▶ YOUR ASSIGNMENT
Without the pictures, give every record again exactly.

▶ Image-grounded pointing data

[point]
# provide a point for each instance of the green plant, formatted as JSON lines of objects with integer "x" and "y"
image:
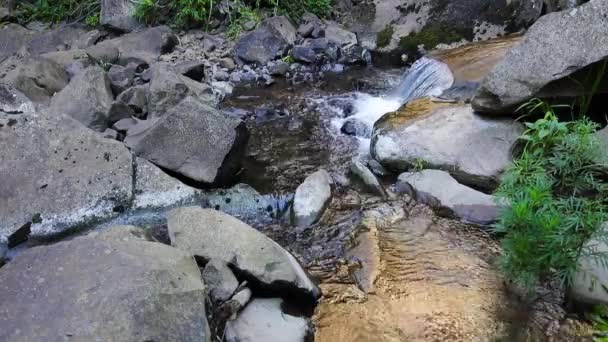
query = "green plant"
{"x": 556, "y": 203}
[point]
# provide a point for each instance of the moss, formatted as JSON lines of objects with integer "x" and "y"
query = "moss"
{"x": 430, "y": 36}
{"x": 384, "y": 37}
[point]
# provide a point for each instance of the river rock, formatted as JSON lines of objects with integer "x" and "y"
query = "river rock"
{"x": 194, "y": 140}
{"x": 210, "y": 234}
{"x": 442, "y": 192}
{"x": 473, "y": 149}
{"x": 160, "y": 296}
{"x": 264, "y": 320}
{"x": 119, "y": 15}
{"x": 581, "y": 36}
{"x": 57, "y": 174}
{"x": 312, "y": 198}
{"x": 269, "y": 41}
{"x": 220, "y": 280}
{"x": 87, "y": 98}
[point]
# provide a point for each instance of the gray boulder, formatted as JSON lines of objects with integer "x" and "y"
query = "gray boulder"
{"x": 312, "y": 198}
{"x": 581, "y": 37}
{"x": 264, "y": 320}
{"x": 473, "y": 149}
{"x": 106, "y": 290}
{"x": 442, "y": 192}
{"x": 57, "y": 174}
{"x": 119, "y": 15}
{"x": 87, "y": 98}
{"x": 194, "y": 140}
{"x": 211, "y": 234}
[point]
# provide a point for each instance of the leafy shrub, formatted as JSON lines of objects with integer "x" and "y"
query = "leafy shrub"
{"x": 555, "y": 191}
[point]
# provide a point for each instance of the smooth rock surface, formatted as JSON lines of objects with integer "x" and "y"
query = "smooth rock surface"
{"x": 210, "y": 234}
{"x": 442, "y": 192}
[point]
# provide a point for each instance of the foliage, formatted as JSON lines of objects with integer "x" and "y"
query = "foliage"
{"x": 555, "y": 191}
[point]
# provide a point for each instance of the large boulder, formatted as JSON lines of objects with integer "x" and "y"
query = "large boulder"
{"x": 210, "y": 234}
{"x": 473, "y": 149}
{"x": 57, "y": 174}
{"x": 87, "y": 98}
{"x": 271, "y": 40}
{"x": 91, "y": 289}
{"x": 264, "y": 320}
{"x": 193, "y": 140}
{"x": 119, "y": 15}
{"x": 577, "y": 38}
{"x": 442, "y": 192}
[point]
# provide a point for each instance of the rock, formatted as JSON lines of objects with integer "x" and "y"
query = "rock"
{"x": 67, "y": 176}
{"x": 87, "y": 98}
{"x": 37, "y": 78}
{"x": 264, "y": 320}
{"x": 168, "y": 88}
{"x": 156, "y": 189}
{"x": 210, "y": 234}
{"x": 312, "y": 198}
{"x": 143, "y": 47}
{"x": 473, "y": 149}
{"x": 337, "y": 34}
{"x": 81, "y": 276}
{"x": 582, "y": 35}
{"x": 271, "y": 40}
{"x": 303, "y": 54}
{"x": 367, "y": 178}
{"x": 121, "y": 77}
{"x": 12, "y": 101}
{"x": 194, "y": 140}
{"x": 442, "y": 192}
{"x": 119, "y": 15}
{"x": 220, "y": 280}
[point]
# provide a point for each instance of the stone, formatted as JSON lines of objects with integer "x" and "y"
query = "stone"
{"x": 155, "y": 189}
{"x": 220, "y": 280}
{"x": 193, "y": 140}
{"x": 303, "y": 54}
{"x": 80, "y": 276}
{"x": 312, "y": 198}
{"x": 168, "y": 88}
{"x": 582, "y": 36}
{"x": 87, "y": 98}
{"x": 142, "y": 47}
{"x": 442, "y": 192}
{"x": 12, "y": 101}
{"x": 67, "y": 176}
{"x": 473, "y": 149}
{"x": 119, "y": 15}
{"x": 210, "y": 234}
{"x": 264, "y": 320}
{"x": 37, "y": 78}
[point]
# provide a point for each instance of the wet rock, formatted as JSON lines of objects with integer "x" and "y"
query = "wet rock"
{"x": 473, "y": 149}
{"x": 168, "y": 88}
{"x": 194, "y": 140}
{"x": 439, "y": 190}
{"x": 264, "y": 320}
{"x": 67, "y": 175}
{"x": 143, "y": 47}
{"x": 527, "y": 68}
{"x": 368, "y": 179}
{"x": 163, "y": 283}
{"x": 119, "y": 15}
{"x": 220, "y": 280}
{"x": 312, "y": 198}
{"x": 12, "y": 101}
{"x": 87, "y": 98}
{"x": 210, "y": 234}
{"x": 37, "y": 78}
{"x": 271, "y": 40}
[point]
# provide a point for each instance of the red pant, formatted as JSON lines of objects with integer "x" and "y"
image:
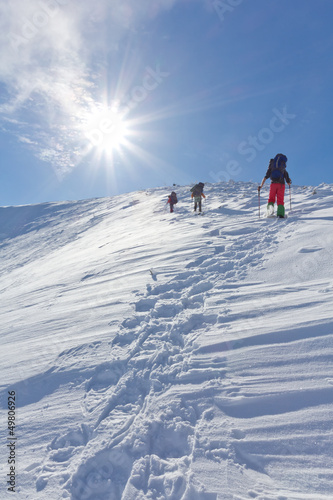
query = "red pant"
{"x": 276, "y": 191}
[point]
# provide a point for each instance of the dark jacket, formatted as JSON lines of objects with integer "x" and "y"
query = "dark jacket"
{"x": 279, "y": 181}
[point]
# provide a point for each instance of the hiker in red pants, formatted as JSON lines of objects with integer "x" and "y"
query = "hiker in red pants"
{"x": 278, "y": 174}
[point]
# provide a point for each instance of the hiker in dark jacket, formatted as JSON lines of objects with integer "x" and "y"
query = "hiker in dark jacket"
{"x": 197, "y": 193}
{"x": 278, "y": 174}
{"x": 172, "y": 200}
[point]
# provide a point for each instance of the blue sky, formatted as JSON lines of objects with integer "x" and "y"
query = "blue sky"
{"x": 101, "y": 98}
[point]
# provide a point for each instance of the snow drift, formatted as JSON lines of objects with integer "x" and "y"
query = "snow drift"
{"x": 169, "y": 356}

▶ OUTPUT
[point]
# provide a point for each instance of the green plant, formatted as JSON lines of objects with integer "x" and "y"
image:
query = "green plant"
{"x": 556, "y": 203}
[point]
# provide a point for each instance of the moss, formatted as JSON lines of objects with integer "x" and "y"
query = "moss"
{"x": 430, "y": 36}
{"x": 384, "y": 37}
[point]
# provide a point for each instance of the river rock, formatted as JSON lines of objects with integer "x" and "y"
query = "river rock"
{"x": 194, "y": 140}
{"x": 210, "y": 234}
{"x": 442, "y": 192}
{"x": 473, "y": 149}
{"x": 160, "y": 296}
{"x": 264, "y": 320}
{"x": 119, "y": 15}
{"x": 581, "y": 36}
{"x": 57, "y": 174}
{"x": 312, "y": 198}
{"x": 269, "y": 41}
{"x": 220, "y": 280}
{"x": 87, "y": 98}
[point]
# provide a point for each instance of the gray boulder, formatted as JSON lines of objects with integer "x" and "y"
query = "gray boulder"
{"x": 312, "y": 198}
{"x": 581, "y": 37}
{"x": 264, "y": 320}
{"x": 473, "y": 149}
{"x": 106, "y": 290}
{"x": 442, "y": 192}
{"x": 57, "y": 174}
{"x": 119, "y": 15}
{"x": 87, "y": 98}
{"x": 194, "y": 140}
{"x": 211, "y": 234}
[point]
# provide a point for each instance of the leafy shrub, formatted as JSON lines of objects with integer "x" and "y"
query = "leafy shrub"
{"x": 555, "y": 191}
[point]
# provide a point for each instance of the smooth rock surface, formatted as JSON lines of objects with integer "x" and "y"
query = "smooth rock surface"
{"x": 210, "y": 234}
{"x": 442, "y": 192}
[point]
# provide a point for each instance of the foliage, formatted as JSON lines of objects with integer "x" and "y"
query = "foliage"
{"x": 555, "y": 191}
[point]
# provide a point for each instance of the large boulder, formatted as JSON lines of objects with integer "x" and "y"
query = "large boulder"
{"x": 210, "y": 234}
{"x": 473, "y": 149}
{"x": 57, "y": 174}
{"x": 87, "y": 98}
{"x": 271, "y": 40}
{"x": 91, "y": 289}
{"x": 264, "y": 320}
{"x": 193, "y": 140}
{"x": 119, "y": 15}
{"x": 577, "y": 38}
{"x": 442, "y": 192}
[point]
# provide a point for each instance of the rock, formatted as JSON lines of objects with integer "x" and "y"
query = "rock"
{"x": 67, "y": 176}
{"x": 87, "y": 98}
{"x": 37, "y": 78}
{"x": 264, "y": 320}
{"x": 168, "y": 88}
{"x": 156, "y": 189}
{"x": 210, "y": 234}
{"x": 312, "y": 198}
{"x": 143, "y": 47}
{"x": 473, "y": 149}
{"x": 337, "y": 34}
{"x": 81, "y": 276}
{"x": 582, "y": 35}
{"x": 271, "y": 40}
{"x": 303, "y": 54}
{"x": 367, "y": 178}
{"x": 121, "y": 77}
{"x": 12, "y": 101}
{"x": 194, "y": 140}
{"x": 442, "y": 192}
{"x": 119, "y": 15}
{"x": 220, "y": 280}
[point]
# provide a point for each instance of the stone, formatted as JSON lines of objects with integer "x" and "y"
query = "stone"
{"x": 155, "y": 189}
{"x": 220, "y": 280}
{"x": 193, "y": 140}
{"x": 303, "y": 54}
{"x": 80, "y": 276}
{"x": 312, "y": 198}
{"x": 168, "y": 88}
{"x": 582, "y": 36}
{"x": 87, "y": 98}
{"x": 142, "y": 47}
{"x": 442, "y": 192}
{"x": 12, "y": 101}
{"x": 67, "y": 176}
{"x": 473, "y": 149}
{"x": 119, "y": 15}
{"x": 210, "y": 234}
{"x": 264, "y": 320}
{"x": 37, "y": 78}
[point]
# provide a point for each instance of the wet rock, formatted as JSON lines of objects with integer "x" and "y"
query = "wet rock"
{"x": 473, "y": 149}
{"x": 168, "y": 88}
{"x": 194, "y": 140}
{"x": 439, "y": 190}
{"x": 264, "y": 320}
{"x": 67, "y": 175}
{"x": 143, "y": 47}
{"x": 527, "y": 68}
{"x": 368, "y": 179}
{"x": 163, "y": 283}
{"x": 119, "y": 15}
{"x": 220, "y": 280}
{"x": 312, "y": 198}
{"x": 12, "y": 101}
{"x": 87, "y": 98}
{"x": 210, "y": 234}
{"x": 37, "y": 78}
{"x": 271, "y": 40}
[point]
# provide a point for each instance of the red pant, formatted as JSON lines of objects with integer "x" and "y"
image:
query = "red pant"
{"x": 276, "y": 191}
[point]
# provide a point for each instance of the dark jacket, formatted as JSON lines of objects with integer "x" and "y"
query = "dark jacket"
{"x": 279, "y": 181}
[point]
# provide a point for each instance of the hiker in red pants, formatted as JSON lines of objects with integer "x" and "y"
query = "hiker in red pants"
{"x": 278, "y": 174}
[point]
# provide a point for each instance of the hiker in dark jacket, formatted as JSON lines of objects with integer "x" and "y"
query = "hiker in dark jacket"
{"x": 197, "y": 193}
{"x": 278, "y": 174}
{"x": 172, "y": 200}
[point]
# provide a point for each instance of the blue sky, formatted as JSON lines of objects with integer "x" and "y"
query = "blue sky"
{"x": 101, "y": 98}
[point]
# provide a point for each instance of the snow drift, formatted as JSON lines of objects with integer "x" and "y"
query = "snow drift"
{"x": 169, "y": 356}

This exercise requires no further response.